• [Exercice]: Reprenez, s'il vous plaît, le passage de l'extrait sur l'immigration qui s'ouvre sur les mots contenant « Il y aurait » et se ferme sur « la dernière phrase. », en rebaptisant « sophismes » en « paralogismes ».

• [Texte extrait]:
== == ==

Les études de l’Insee disent pourtant tout autre chose que les livres de Renaud Camus. Publiée en octobre 2012, « Insee Référence – Immigrés et descendants d’immigrés en France » décompte ainsi 5,3 millions de personnes « nées étrangères dans un pays étranger », soit 8 % de la population. Parmi ces immigrés qui ont contribué à reconstruire la France d’après-guerre, 1,8 million viennent de l’Union européenne. Restent donc 3,5 millions de personnes, dont 3,3 millions sont originaires du Maghreb, d’Afrique subsaharienne et d’Asie. Ces immigrés venus du Sud qui font si peur aux théoriciens du « grand remplacement » représentent donc 5 % de la population française. Difficile de parler, comme le fait Renaud Camus, d’une « contre-colonisation » par les étrangers non européens…Si on élargit la notion d’immigré et que l’on prend en compte l’ensemble des descendants de ces migrants – bien qu’ils soient tous nés en France –, on trouve le chiffre de 6,7 millions. Parmi eux, 3,1 millions descendent de migrants venus du Maghreb francophone, d’Afrique et d’Asie – soit moins de 5 % de la population française. Comment pourraient-ils la remplacer tout entière ?
Il y aurait beaucoup à dire sur cet article, qui est une accumulation de sophismes plus malhonnêtes et stupides les uns que les autres (je note quand même que l’idée que les immigrés auraient “reconstruit la France” après la guerre est un mythe et que même si ce n’était pas le cas il ne s’agirait pas des immigrés qui vivent aujourd’hui en France), mais je veux juste m’attarder sur la dernière phrase.

== == ==

• [Entrées affichées]:
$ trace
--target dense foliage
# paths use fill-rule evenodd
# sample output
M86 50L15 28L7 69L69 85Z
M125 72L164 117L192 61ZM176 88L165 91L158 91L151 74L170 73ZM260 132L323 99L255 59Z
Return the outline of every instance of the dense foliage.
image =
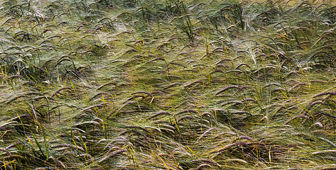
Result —
M336 169L320 1L1 0L1 169Z

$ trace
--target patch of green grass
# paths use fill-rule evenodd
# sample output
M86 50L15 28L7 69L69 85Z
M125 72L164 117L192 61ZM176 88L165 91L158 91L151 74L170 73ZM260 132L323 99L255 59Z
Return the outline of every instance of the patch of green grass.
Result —
M325 1L0 1L4 169L335 168Z

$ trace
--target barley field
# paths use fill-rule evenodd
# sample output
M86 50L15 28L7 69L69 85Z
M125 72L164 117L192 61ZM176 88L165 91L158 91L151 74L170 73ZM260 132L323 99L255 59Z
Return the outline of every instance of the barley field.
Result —
M0 169L336 169L335 4L0 0Z

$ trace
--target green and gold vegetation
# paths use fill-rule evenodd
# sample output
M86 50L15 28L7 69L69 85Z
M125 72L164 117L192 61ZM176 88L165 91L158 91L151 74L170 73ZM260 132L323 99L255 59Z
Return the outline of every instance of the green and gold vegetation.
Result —
M335 169L332 1L0 6L1 169Z

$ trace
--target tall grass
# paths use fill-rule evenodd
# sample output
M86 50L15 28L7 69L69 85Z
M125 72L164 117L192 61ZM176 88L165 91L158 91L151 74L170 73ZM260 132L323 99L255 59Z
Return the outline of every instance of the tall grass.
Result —
M332 2L1 3L1 169L335 168Z

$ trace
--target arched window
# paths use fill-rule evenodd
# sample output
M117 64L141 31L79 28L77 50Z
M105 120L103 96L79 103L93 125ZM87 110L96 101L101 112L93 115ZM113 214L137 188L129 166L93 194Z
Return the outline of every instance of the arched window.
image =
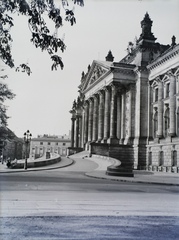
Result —
M148 153L148 165L152 165L152 152Z
M177 124L176 124L176 126L177 126L177 136L179 136L179 107L178 107L178 109L177 109Z
M168 136L170 129L170 110L169 108L166 109L165 115L164 115L164 131L165 131L165 137Z
M158 159L158 165L159 165L159 166L163 166L163 165L164 165L164 153L163 153L163 151L160 151L160 152L159 152L158 157L159 157L159 159Z
M153 120L154 120L154 128L153 128L154 129L154 138L156 138L157 131L158 131L158 112L157 111L154 113Z
M177 166L177 151L176 150L171 152L171 165L173 167Z

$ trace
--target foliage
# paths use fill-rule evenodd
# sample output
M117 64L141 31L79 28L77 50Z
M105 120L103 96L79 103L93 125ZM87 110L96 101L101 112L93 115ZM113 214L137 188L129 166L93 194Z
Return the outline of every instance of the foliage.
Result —
M83 0L71 0L73 7L70 9L68 0L1 0L0 1L0 59L9 67L15 67L11 52L12 36L11 28L14 26L13 14L25 15L28 19L31 31L31 42L36 48L47 51L53 61L52 70L58 66L63 69L62 58L58 50L63 52L66 45L63 39L58 38L57 31L63 26L63 20L71 25L76 23L74 15L74 4L83 6ZM61 7L56 4L61 3ZM64 13L64 17L63 17ZM46 18L54 24L54 33L50 33ZM30 68L26 64L21 64L17 71L27 72L30 75Z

== == ==

• [Réponse complète]:
Il y aurait beaucoup à dire sur cet article, qui est une accumulation de paralogismes plus malhonnêtes et stupides les uns que les autres (je note quand même que l’idée que les immigrés auraient “reconstruit la France” après la guerre est un mythe et que même si ce n’était pas le cas il ne s’agirait pas des immigrés qui vivent aujourd’hui en France), mais je veux juste m’attarder sur la dernière phrase.